==== SEITENTEXT ====

Westflügel

WAZ-Mediengruppe startet DerWesten.

Wer in letzter Zeit sowohl Kress Report, Medium Magazin, Spiegel Online, taz, Tagesspiegel, Handelsblatt, FAZ als auch Weblogs aus dem Weg gegangen ist, nur für den habe ich eine Neuigkeit: Die WAZ Mediengruppe hat DerWesten.de gestartet, ein regionales Onlineportal für die Menschheit zwischen Kranenburg und Marsberg und zwischen Isselburg und Burbach. Und damit die einzelnen Websites der Regionalzeitungen WAZ, NRZ, WR, WP und IKZ abgestellt.

Beim ersten Herumstöbern: eine erfreulich schmerzfreie Registrierung für alle möglichen Nutzeraktivitäten, ein Korrekturblog, das W-Team, viel eSport. Nutzergeneriertes Artikel-Geotagging und überhaupt viele Karten. Gut durchdachte Navigation. Das ist jetzt bei regionalen Tageszeitungen endlich einmal nicht mehr Online als Randaktivität in den Händen von Beauftragten.

==== DATENAUSZUG ====

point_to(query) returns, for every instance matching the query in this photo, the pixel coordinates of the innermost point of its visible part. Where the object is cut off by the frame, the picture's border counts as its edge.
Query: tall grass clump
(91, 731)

====

*AUFGABE 1*:
Beantworten Sie anhand des Textes über DerWesten die folgenden Fragen.
(a) Welche Regionalzeitungen haben ihre einzelnen Websites abgestellt?
(b) Zwischen welchen Orten liegt das Gebiet, für das DerWesten.de gedacht ist?
(c) Wie wird die Registrierung beim ersten Herumstöbern beschrieben?
*AUFGABE 2*: Geben Sie aus dem Text über DerWesten den Abschnitt wieder, der mit „WAZ-Mediengruppe startet DerWesten.“ beginnt und bis einschließlich „und IKZ abgestellt.“ reicht.
*AUFGABE 3*: Setzen Sie den Text über DerWesten im Anschluss an seinen letzten Satz fort.
Die Daten sind eigenständiges Material und gehören nicht zum Text über DerWesten.

*ANTWORT 1*:
(a) Die Regionalzeitungen WAZ, NRZ, WR, WP und IKZ haben ihre einzelnen Websites abgestellt.
(b) Das Gebiet liegt zwischen Kranenburg und Marsberg sowie zwischen Isselburg und Burbach.
(c) Die Registrierung wird als erfreulich schmerzfreie Registrierung für alle möglichen Nutzeraktivitäten beschrieben.

*ANTWORT 2*:
WAZ-Mediengruppe startet DerWesten.

Wer in letzter Zeit sowohl Kress Report, Medium Magazin, Spiegel Online, taz, Tagesspiegel, Handelsblatt, FAZ als auch Weblogs aus dem Weg gegangen ist, nur für den habe ich eine Neuigkeit: Die WAZ Mediengruppe hat DerWesten.de gestartet, ein regionales Onlineportal für die Menschheit zwischen Kranenburg und Marsberg und zwischen Isselburg und Burbach. Und damit die einzelnen Websites der Regionalzeitungen WAZ, NRZ, WR, WP und IKZ abgestellt.

*ANTWORT 3*:
Herausforderungen bleiben aber auch für die nächsten, die sich am Thema versuchen: beispielsweise beim Veranstaltungskalender, der sich — wie so häufig — eher wie eine überkomplexe Suchmaschine anfühlt und in diesem Fall die gesamte Bandbreite von Ruhrpott Punk Superbowl bis Tierärztlicher Notdienst Haltern abdeckt. Oder bei den Kindernachrichten, die nicht eben aussehen wie auf Kinder zugeschnitten.

Mehr bei onlinejournalismus.de und beim Pottblog.

Upgrade im Westen

Die Online-Pläne der WAZ-Gruppe.

WAZ 2.0? Eine der Urformen von location based services heißt: Lokalteil einer Regionalzeitung. Eigentlich müsste sie auch im Netz die Keimzelle von Communities und der Traum vieler Anzeigenkunden sein. Was viele Tageszeitungen stattdessen im Netz bieten, sind eingekaufte Nachrichten, ein paar Artikel aus der Papierausgabe und dazu ein Forum. Online als Randaktivität in den Händen von Beauftragten.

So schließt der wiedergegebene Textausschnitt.